+++ Text excerpt +++

Three Stocks to Play the Global Infrastructure Buildout

Global industrial infrastructure is big business, and these firms will benefit.

Over the last month, we significantly upped our fair value estimates for some of the largest companies in the global industrial equity markets, namely the multi-industry conglomerates  General Electric   (GE),  Siemens (SI), and  ABB Ltd (ABB). These companies rank 2, 42, and 164, respectively, in terms of market cap on the global equity stage. The stocks have soundly trounced the global equity indexes over the last 12 months with ABB and Siemens rocketing up 104% and 88%, respectively, compared with 37% for the MSCI World Index. GE has turned in a 28% total return, a respectable rise for the second-largest company in the world by market cap.

Despite the runup, we think the stocks still offer attractive value to investors. We've identified four key factors among our industrial infrastructure suppliers that are fueling substantially higher cash flows and improved financial results: 1) productivity benefits from business restructuring; 2) a favorable sales growth outlook due to massive investment in global industrial infrastructure; 3) more shareholder-friendly business decisions driven by increased attention to return on invested capital, and 4) relatively new management teams taking fresh looks at the strategic positioning of their businesses. In this article, we examine these factors and make the case that restructuring actions coupled with favorable macro trends will boost returns on investment at global industrial infrastructure companies and drive above-average returns for equity investors.

Industrial Infrastructure Buildout Fueling Sales and Earnings Growth
Our three industrial infrastructure stocks all boast market-leading positions producing industrial capital goods for fossil fuel power generation and electrical power transmission and distribution equipment. We expect an extended long-term cycle of surging global spending on energy and power infrastructure. The rapidly growing Asian economies are vigorously investing in electrical power generation and power transmission infrastructure. China is a particularly voracious investor in power generation and transmission infrastructure; the Chinese government estimates that it will spend a total of $40 billion this year on power generation, or more than 10% of total global spending. We project spending on Chinese power infrastructure will continue to increase at a compounded rate of about 10% for the next five years. Furthermore, we forecast robust spending by European nations due to deregulation in the electrical power industry.  In the United States, spending on an archaic power infrastructure should also fuel robust sales growth. We think the infrastructure buildout expansion will extend through 2020. We estimate that total investment for power generation and power transmission equipment is currently running at approximately $150 billion per year. As shown in the chart below, we estimate that the total market will grow at a compounded rate of approximately 6% for the next five years reaching $200 billion by 2012. GE, Siemens, and ABB are the three largest suppliers of energy and power infrastructure worldwide. We think the companies' massive installed bases and superior distribution capabilities will enable them to expand market share and increase sales in this market at 12% on a compounded basis, twice the market rate.

+++

**Written exercise 1**
Using the article on infrastructure stocks, answer yes or no for each statement and quote the words that settle it: (a) ABB's stock rose 104% over the last 12 months; (b) the authors project that spending on Chinese power infrastructure will grow at a compounded rate of about 6% for the next five years; (c) the authors think the infrastructure buildout expansion will extend through 2020.

+++ Materials provided +++

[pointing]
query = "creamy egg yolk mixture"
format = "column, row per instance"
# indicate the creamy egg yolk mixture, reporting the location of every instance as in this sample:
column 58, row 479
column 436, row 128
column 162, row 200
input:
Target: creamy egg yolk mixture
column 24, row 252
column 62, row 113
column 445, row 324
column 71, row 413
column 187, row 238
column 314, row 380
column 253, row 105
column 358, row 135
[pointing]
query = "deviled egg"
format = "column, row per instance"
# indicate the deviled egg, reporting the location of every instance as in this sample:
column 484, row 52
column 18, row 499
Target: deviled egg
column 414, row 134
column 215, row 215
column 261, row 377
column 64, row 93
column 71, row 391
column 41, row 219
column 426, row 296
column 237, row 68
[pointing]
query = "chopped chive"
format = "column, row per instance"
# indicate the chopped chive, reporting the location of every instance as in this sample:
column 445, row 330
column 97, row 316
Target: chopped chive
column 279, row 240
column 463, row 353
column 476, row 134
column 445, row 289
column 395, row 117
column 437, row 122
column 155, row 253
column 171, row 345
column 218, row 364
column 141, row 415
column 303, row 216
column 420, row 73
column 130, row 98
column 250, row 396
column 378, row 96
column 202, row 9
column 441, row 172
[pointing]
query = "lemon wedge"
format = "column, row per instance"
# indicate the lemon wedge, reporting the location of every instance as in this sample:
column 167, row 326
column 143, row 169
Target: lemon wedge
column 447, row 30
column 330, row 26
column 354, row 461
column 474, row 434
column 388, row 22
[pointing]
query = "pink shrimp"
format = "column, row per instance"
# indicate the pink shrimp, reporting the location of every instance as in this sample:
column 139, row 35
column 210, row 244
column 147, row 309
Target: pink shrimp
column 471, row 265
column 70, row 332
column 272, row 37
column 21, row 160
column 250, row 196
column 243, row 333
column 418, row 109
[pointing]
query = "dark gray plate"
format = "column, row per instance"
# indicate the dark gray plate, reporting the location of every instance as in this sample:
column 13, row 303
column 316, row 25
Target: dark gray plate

+++

**Written exercise 2**
Duplicate the listing word for word, beginning at its first line and stopping after the line that contains "column 441, row 172".

**Complete answer 1**
(a) Yes: "ABB and Siemens rocketing up 104% and 88%, respectively"
(b) No: "We project spending on Chinese power infrastructure will continue to increase at a compounded rate of about 10% for the next five years."
(c) Yes: "We think the infrastructure buildout expansion will extend through 2020."

**Complete answer 2**
[pointing]
query = "creamy egg yolk mixture"
format = "column, row per instance"
# indicate the creamy egg yolk mixture, reporting the location of every instance as in this sample:
column 58, row 479
column 436, row 128
column 162, row 200
input:
Target: creamy egg yolk mixture
column 24, row 252
column 62, row 113
column 445, row 324
column 71, row 413
column 187, row 238
column 314, row 380
column 253, row 105
column 358, row 135
[pointing]
query = "deviled egg"
format = "column, row per instance"
# indicate the deviled egg, reporting the location of every instance as in this sample:
column 484, row 52
column 18, row 499
Target: deviled egg
column 414, row 134
column 215, row 215
column 261, row 377
column 64, row 93
column 71, row 391
column 41, row 219
column 426, row 296
column 237, row 68
[pointing]
query = "chopped chive"
format = "column, row per instance"
# indicate the chopped chive, reporting the location of every instance as in this sample:
column 445, row 330
column 97, row 316
Target: chopped chive
column 279, row 240
column 463, row 353
column 476, row 134
column 445, row 289
column 395, row 117
column 437, row 122
column 155, row 253
column 171, row 345
column 218, row 364
column 141, row 415
column 303, row 216
column 420, row 73
column 130, row 98
column 250, row 396
column 378, row 96
column 202, row 9
column 441, row 172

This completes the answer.